**Task to carry out**
Repeat each entry exactly; omit all pictures.

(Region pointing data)
((

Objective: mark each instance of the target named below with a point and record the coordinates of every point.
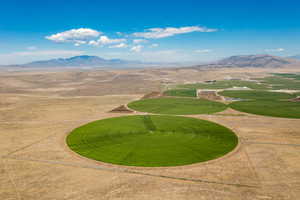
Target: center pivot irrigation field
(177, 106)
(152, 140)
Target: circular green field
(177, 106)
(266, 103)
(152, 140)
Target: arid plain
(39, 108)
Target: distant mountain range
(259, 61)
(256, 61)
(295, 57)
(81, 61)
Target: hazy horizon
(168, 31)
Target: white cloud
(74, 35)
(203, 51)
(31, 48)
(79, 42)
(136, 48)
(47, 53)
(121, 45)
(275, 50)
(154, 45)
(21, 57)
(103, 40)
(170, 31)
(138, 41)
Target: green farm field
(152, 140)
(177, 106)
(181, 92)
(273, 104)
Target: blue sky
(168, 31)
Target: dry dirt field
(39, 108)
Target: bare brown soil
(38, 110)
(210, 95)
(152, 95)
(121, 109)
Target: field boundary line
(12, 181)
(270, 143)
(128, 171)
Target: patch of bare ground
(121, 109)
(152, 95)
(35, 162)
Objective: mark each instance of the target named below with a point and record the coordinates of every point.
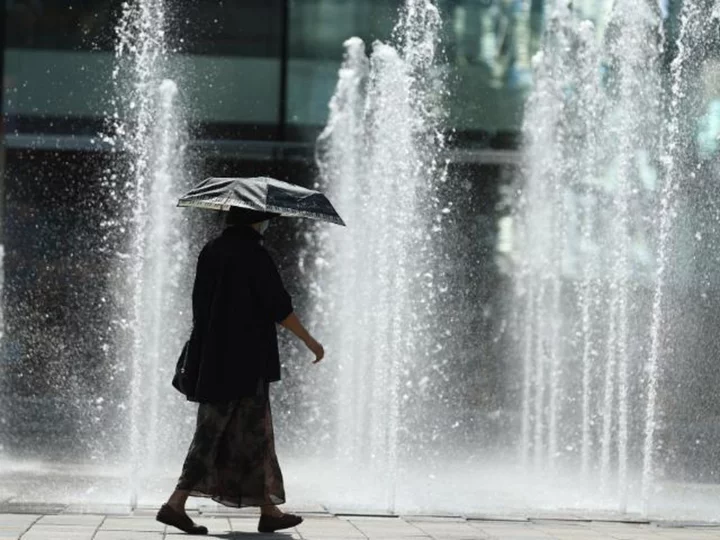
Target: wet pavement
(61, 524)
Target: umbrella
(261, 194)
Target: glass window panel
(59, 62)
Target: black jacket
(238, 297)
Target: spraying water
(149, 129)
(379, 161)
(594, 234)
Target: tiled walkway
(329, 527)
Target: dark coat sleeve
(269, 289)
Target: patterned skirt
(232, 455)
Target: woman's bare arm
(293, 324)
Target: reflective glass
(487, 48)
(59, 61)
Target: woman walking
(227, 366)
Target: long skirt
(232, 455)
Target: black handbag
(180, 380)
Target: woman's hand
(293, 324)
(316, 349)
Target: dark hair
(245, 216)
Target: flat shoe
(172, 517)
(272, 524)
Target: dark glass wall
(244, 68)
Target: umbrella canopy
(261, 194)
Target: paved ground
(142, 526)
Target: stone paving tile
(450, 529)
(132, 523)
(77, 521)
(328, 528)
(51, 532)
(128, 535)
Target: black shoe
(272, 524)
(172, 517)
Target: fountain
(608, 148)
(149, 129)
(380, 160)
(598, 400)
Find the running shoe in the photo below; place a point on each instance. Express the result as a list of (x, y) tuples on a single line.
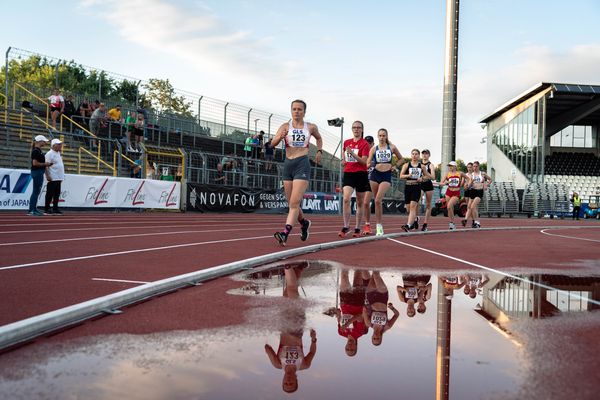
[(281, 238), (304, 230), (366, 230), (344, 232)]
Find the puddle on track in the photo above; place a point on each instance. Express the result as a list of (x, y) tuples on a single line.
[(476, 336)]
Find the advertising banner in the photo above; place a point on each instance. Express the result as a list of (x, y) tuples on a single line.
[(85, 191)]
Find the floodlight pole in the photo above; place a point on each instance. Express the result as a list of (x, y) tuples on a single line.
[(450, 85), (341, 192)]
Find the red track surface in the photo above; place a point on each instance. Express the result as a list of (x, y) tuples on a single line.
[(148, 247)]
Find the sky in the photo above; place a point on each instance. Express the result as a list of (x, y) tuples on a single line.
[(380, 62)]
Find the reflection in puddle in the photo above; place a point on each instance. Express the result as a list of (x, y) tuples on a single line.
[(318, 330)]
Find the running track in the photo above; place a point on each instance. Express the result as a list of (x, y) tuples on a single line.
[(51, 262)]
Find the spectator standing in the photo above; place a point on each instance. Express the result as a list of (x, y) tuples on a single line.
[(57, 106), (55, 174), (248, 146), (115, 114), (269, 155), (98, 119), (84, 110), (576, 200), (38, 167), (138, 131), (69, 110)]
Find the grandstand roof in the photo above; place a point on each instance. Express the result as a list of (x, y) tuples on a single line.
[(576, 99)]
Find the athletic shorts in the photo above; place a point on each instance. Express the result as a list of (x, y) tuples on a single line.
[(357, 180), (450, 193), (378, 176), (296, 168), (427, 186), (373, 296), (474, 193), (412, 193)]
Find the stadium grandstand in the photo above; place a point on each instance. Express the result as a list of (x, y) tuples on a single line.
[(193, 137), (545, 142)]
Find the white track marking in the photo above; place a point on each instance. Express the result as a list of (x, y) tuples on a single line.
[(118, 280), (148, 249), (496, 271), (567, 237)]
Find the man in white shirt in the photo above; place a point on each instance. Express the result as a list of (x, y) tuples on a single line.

))

**Finished task**
Objective: mark each instance of the target named below with a point and record the coordinates of every point.
Target: center pivot irrigation field
(177, 106)
(152, 140)
Target: circular green field
(177, 106)
(266, 103)
(152, 140)
Target: arid plain
(39, 108)
Target: distant mountain range
(259, 61)
(256, 61)
(295, 57)
(81, 61)
Target: hazy horizon
(168, 31)
Target: white cloud
(74, 35)
(203, 51)
(31, 48)
(79, 42)
(136, 48)
(47, 53)
(121, 45)
(275, 50)
(154, 45)
(21, 57)
(103, 40)
(170, 31)
(138, 41)
Target: green farm field
(152, 140)
(177, 106)
(181, 92)
(273, 104)
Target: blue sky
(168, 31)
Target: dry dirt field
(39, 108)
Target: bare brown soil
(38, 110)
(210, 95)
(152, 95)
(121, 109)
Target: field boundary line
(12, 181)
(270, 143)
(128, 171)
Target: patch of bare ground
(121, 109)
(152, 95)
(35, 162)
Objective: mark each instance of the target named below with a point and record the coordinates of every point.
Target: wet pavement
(61, 524)
Target: umbrella
(261, 194)
Target: glass window panel
(59, 62)
Target: black jacket
(238, 297)
Target: spraying water
(149, 129)
(379, 161)
(594, 234)
Target: tiled walkway
(329, 527)
Target: dark coat sleeve
(269, 289)
Target: patterned skirt
(232, 455)
Target: woman's bare arm
(293, 324)
Target: reflective glass
(487, 48)
(59, 61)
Target: woman walking
(227, 366)
Target: long skirt
(232, 455)
Target: black handbag
(180, 380)
Target: woman's hand
(293, 324)
(316, 349)
Target: dark hair
(245, 216)
Target: flat shoe
(172, 517)
(272, 524)
Target: dark glass wall
(244, 68)
Target: umbrella canopy
(261, 194)
Target: paved ground
(142, 526)
Target: stone paving tile
(450, 529)
(132, 523)
(77, 521)
(328, 528)
(51, 532)
(128, 535)
Target: black shoe
(272, 524)
(172, 517)
Target: fountain
(608, 148)
(149, 129)
(380, 160)
(598, 400)
Find the running shoe in the photo below; place a point on each instance. Express the result as a list of (x, y) tuples on a single line.
[(281, 238), (304, 230), (366, 230), (344, 232)]
Find the puddle on track in the photo above; place a point on each instance. Express the result as a list of (x, y) tuples on a single line.
[(476, 336)]
Find the advertising banner in the photo above; place a point on each instance. Express the result as a list of (x, y) tuples on a single line.
[(85, 191)]
Find the floodlight pole in the photo above; place a point on each instance. Express the result as a list of (x, y) tuples on a single line.
[(450, 85), (341, 192)]
Find the red track surface in the photo above; place a point on each instance. Express the result as a list of (x, y) tuples on a single line.
[(148, 247)]
Find the sky in the photo above; place a point on each instance. Express the result as a list of (x, y) tuples on a single line.
[(380, 62)]
Find the reflection in puddle in the photo above; place a point on each instance. Express the result as a list of (x, y) tuples on a single line.
[(318, 330)]
Find the running track in the photo above; place a point on each instance. Express the result as a list of (x, y) tuples on a single line.
[(51, 262)]
Find the spectator standing in the photo above; place a point on each instance. Express the result as a list of (x, y) tuples on a single line.
[(57, 106), (55, 174), (248, 146), (115, 114), (269, 155), (98, 119), (84, 110), (576, 200), (38, 167), (138, 131), (69, 110)]
Find the grandstand roof in the photo above; place a point on each instance. Express the result as a list of (x, y) tuples on a single line.
[(576, 99)]
Find the athletic shorts in the photo above; place a point on each instance. Express the result as a list of (x, y) tuples on a single line.
[(357, 180), (450, 193), (378, 176), (296, 168), (427, 186), (373, 296), (474, 193), (412, 193)]
Find the stadium grandstand in the photo above; place a point on each instance. Express the result as a list of (x, y) tuples on a single line.
[(193, 137), (545, 142)]
Find the white track marking in the photo above; place a point on each instance. Express the result as a list of (x, y) tuples on a single line.
[(118, 280), (148, 249), (496, 271), (567, 237)]
Find the man in white shirt in the photo above; place a point on each instance. Express the result as a list of (x, y) tuples on a single line.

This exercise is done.